Opened 16 years ago

Last modified 2 years ago

#9249 closed New feature

Google Analytics' Cookies break CacheMiddleware when SessionMiddleware turns on Vary: Cookie — at Version 16

Reported by: pixelcort Owned by: Vladimir Dmitriev
Component: HTTP handling Version: 1.0
Severity: Normal Keywords: cache cookies
Cc: raymond.penners@…, django@…, harm.verhagen@…, trbs@… Triage Stage: Unreviewed
Has patch: no Needs documentation: no
Needs tests: no Patch needs improvement: no
Easy pickings: no UI/UX: no

Description (last modified by Aymeric Augustin)

When using Google Analytics on a Django project with CacheMiddleware and SessionMiddleware turned on, the Cookies that Google Analytics apparently change on each reload, invalidating the Vary: Cookie parameter that SessionMiddleware is setting.

There should be a way to define cookie prefixes, such as 'utm', to ignore for cookie variation for caching.

Change History (17)

comment:1 by Jacob, 16 years ago

Triage Stage: UnreviewedAccepted

comment:2 by Thejaswi Puthraya, 16 years ago

Component: UncategorizedHTTP handling

comment:3 by Vladimir Dmitriev, 16 years ago

Owner: changed from nobody to Vladimir Dmitriev

by Vladimir Dmitriev, 16 years ago

Attachment: cache_ignore_cookie.patch added

comment:4 by Vladimir Dmitriev, 16 years ago

Has patch: set
Keywords: cache cookies added
Status: newassigned

I've created a patch which introduce CACHE_MIDDLEWARE_IGNORE_COOKIES setting, to specify cookies not to be considered in building cache key.

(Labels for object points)
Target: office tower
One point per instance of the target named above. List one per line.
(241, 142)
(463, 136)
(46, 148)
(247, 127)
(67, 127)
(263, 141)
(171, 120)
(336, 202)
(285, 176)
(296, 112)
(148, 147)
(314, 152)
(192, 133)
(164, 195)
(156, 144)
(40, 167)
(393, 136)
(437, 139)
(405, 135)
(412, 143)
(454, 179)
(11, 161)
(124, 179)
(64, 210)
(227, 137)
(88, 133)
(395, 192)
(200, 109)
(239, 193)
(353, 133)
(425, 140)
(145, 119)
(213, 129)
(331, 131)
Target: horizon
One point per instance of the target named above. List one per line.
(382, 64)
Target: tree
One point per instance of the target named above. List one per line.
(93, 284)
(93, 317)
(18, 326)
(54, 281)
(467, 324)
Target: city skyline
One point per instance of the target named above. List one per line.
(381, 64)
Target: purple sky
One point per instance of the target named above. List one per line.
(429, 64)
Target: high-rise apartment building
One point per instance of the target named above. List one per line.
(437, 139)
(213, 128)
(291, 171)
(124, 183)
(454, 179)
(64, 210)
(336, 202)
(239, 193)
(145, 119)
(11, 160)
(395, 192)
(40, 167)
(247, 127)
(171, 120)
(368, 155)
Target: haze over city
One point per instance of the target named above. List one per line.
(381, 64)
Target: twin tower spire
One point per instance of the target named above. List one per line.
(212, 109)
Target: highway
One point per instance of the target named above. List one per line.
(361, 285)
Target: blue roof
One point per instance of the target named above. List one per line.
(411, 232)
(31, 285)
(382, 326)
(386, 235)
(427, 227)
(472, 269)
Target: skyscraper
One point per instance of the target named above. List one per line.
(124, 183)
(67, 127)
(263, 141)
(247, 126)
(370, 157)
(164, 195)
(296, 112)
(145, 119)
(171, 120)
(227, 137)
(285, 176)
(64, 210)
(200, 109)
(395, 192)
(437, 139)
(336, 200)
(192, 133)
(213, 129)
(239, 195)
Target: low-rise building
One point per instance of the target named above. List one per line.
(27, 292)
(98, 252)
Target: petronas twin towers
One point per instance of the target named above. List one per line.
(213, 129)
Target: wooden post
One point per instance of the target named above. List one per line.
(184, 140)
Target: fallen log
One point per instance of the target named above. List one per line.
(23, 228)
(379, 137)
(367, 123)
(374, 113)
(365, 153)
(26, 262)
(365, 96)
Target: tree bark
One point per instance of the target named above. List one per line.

▶ [EXERCISE A] In the header fields of the ticket on Google Analytics cookies and caching, which fields carry the value "no"? List them all.
▶ [EXERCISE B] Resume the ticket on Google Analytics cookies and caching, picking up after its last line.
These entries have nothing to do with the ticket.

▶ [ANSWER A] Has patch, Needs documentation, Needs tests, Patch needs improvement, Easy pickings, UI/UX

▶ [ANSWER B]
comment:5 by Carl Meyer, 14 years ago

Patch needs improvement: set
Severity: Normal
Type: New feature

If we add a workaround for this, we need to make it clear in the docs that this is a workaround that will help Django's internal cache, but upstream HTTP caches will still be broken unless they also special-case Google Analytics cookies. See for instance https://groups.google.com/group/analytics-help-integrations/browse_thread/thread/6c9d4a0fea1cc1d2

It's really Google Analytics that's breaking HTTP caching here (more specifically, any use of Vary: Cookie, which is part of HTTP caching). We can provide a Django-specific workaround, but that doesn't fix the core problem, which isn't in Django.

Categorizing as a "new feature," since what's under discussion here is not a bug in Django, but a new feature to ease working around a problem with Google Analytics.

The latest patch here looks pretty reasonable. The setting should be just a list of plain regex strings, though, to simplify using it - the compilation can be done by the middleware once at startup time.

comment:6 by Luke Plant, 13 years ago

Easy pickings: unset
UI/UX: unset

Regarding regexes - I would favour using compiled regexes - this is consistent with other settings that are regexes. (Only the URL conf appears to be different here).

comment:7 by anonymous, 13 years ago

Instead of listing individual cookies explicitly, I feel it would be better to have Django keep a record on whether or not a cookie was been accessed. This can be done in similar fashion as to how Django currently checks whether or not the session was accessed.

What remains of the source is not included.